Researchers explore the nature and diversity of leadership across human societies
Thursday, August 13, 2020 - Toulouse. Zachary Garfield and co-authors Kristen Syme and Edward Hagen published a new cross-cultural study in Evolution and Human Behavior documenting universal and variable dimensions of leadership across diverse nonindustrial societies and variable social contexts.
The past decade has seen increased interdisciplinary focus on leadership and followership by evolutionary scientists. Collaborations between anthropologists, biologists, and psychologists have been useful in identifying similarities and differences in leadership dynamics between humans and other nonhuman social species. However, the vast majority of this work on humans relied on data from Western or industrialized populations. Despite recent advances by anthropologists, a comprehensive and systematic view of the qualities and functions of leaders and the costs and benefits of leadership for both leaders and followers from a representative sample of human societies was lacking. Existing theories on human leadership, therefore, have been largely based on data from industrial populations, a few anthropological cases studies, or researcher-selected ethnographic descriptions.
A cross-cultural view of human leadership
A team of researchers from the Institute for Advanced Study in Toulouse (France) and Washington State University (USA) developed a cross-cultural database of dimensions of leadership, drawing on the ethnographic record of 59 largely nonindustrial populations. They provide a near comprehensive view of the traits of leaders, their roles, and the types of costs and benefits leaders and followers incur. Their analyses focused both on patterns across cultures with different subsistence economies across the globe (such as between hunter-gatherers and agriculturalists), and within populations across different types of social contexts (such as between economic groups and kin groups). Zachary Garfield explains, “researchers are becoming increasingly aware of how important leader-follower dynamics are to many topics in behavioral science, such as cooperation, economic systems, inequalities, mate preferences, and social institutions. There is a general consensus that there are some universal aspects of human leadership, but also that the nature of leadership is obviously highly variable across cultures and across social contexts. What was lacking was an empirical and systematic view of what this universality and variability actually looked like across a broad range of human cultural diversity.”

DIRECTIONS:
a - Summarize the leadership article in two sentences.
b - Write out the passage of the leadership article from "The past decade" to "researcher-selected ethnographic descriptions.", word for word.

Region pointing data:
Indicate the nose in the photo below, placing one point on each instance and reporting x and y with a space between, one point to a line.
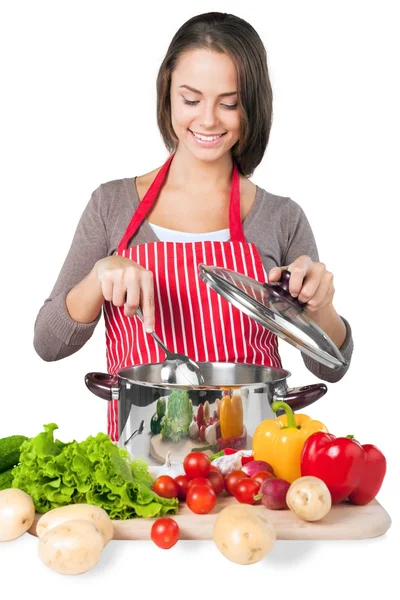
208 117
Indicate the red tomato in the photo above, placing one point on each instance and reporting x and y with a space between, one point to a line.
165 532
201 499
262 476
166 487
232 479
196 464
199 481
217 481
183 484
245 490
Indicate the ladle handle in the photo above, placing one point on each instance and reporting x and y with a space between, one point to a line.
153 334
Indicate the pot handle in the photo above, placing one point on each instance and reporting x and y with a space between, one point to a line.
101 384
300 397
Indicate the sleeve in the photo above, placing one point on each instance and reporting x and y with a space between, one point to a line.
300 241
56 335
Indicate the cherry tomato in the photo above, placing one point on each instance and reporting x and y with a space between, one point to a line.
245 490
217 481
199 481
232 479
201 499
183 484
165 532
262 476
196 464
166 487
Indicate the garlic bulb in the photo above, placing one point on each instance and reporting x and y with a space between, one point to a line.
170 467
228 463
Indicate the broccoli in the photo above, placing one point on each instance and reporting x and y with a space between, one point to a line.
175 424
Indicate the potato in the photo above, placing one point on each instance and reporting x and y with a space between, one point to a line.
71 548
73 512
309 498
17 513
242 534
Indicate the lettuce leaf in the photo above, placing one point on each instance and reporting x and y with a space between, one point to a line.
94 471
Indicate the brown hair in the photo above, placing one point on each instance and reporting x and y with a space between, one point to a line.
222 32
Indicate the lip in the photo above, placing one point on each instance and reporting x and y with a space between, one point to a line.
200 133
210 144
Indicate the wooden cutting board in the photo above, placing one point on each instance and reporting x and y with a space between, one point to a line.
345 521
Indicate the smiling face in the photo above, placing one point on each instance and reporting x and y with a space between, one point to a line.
204 111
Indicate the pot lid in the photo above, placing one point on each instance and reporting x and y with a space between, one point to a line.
271 305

ANSWERS TO THE EXERCISES:
a - Zachary Garfield, Kristen Syme and Edward Hagen published a cross-cultural study in Evolution and Human Behavior documenting universal and variable dimensions of leadership across diverse nonindustrial societies, since prior work on human leadership relied mostly on data from Western or industrialized populations. Drawing on the ethnographic record of 59 largely nonindustrial populations, the team built a database covering leaders' traits, their roles, and the costs and benefits for leaders and followers, and analyzed patterns both across subsistence economies and across social contexts within populations.

b -
The past decade has seen increased interdisciplinary focus on leadership and followership by evolutionary scientists. Collaborations between anthropologists, biologists, and psychologists have been useful in identifying similarities and differences in leadership dynamics between humans and other nonhuman social species. However, the vast majority of this work on humans relied on data from Western or industrialized populations. Despite recent advances by anthropologists, a comprehensive and systematic view of the qualities and functions of leaders and the costs and benefits of leadership for both leaders and followers from a representative sample of human societies was lacking. Existing theories on human leadership, therefore, have been largely based on data from industrial populations, a few anthropological cases studies, or researcher-selected ethnographic descriptions.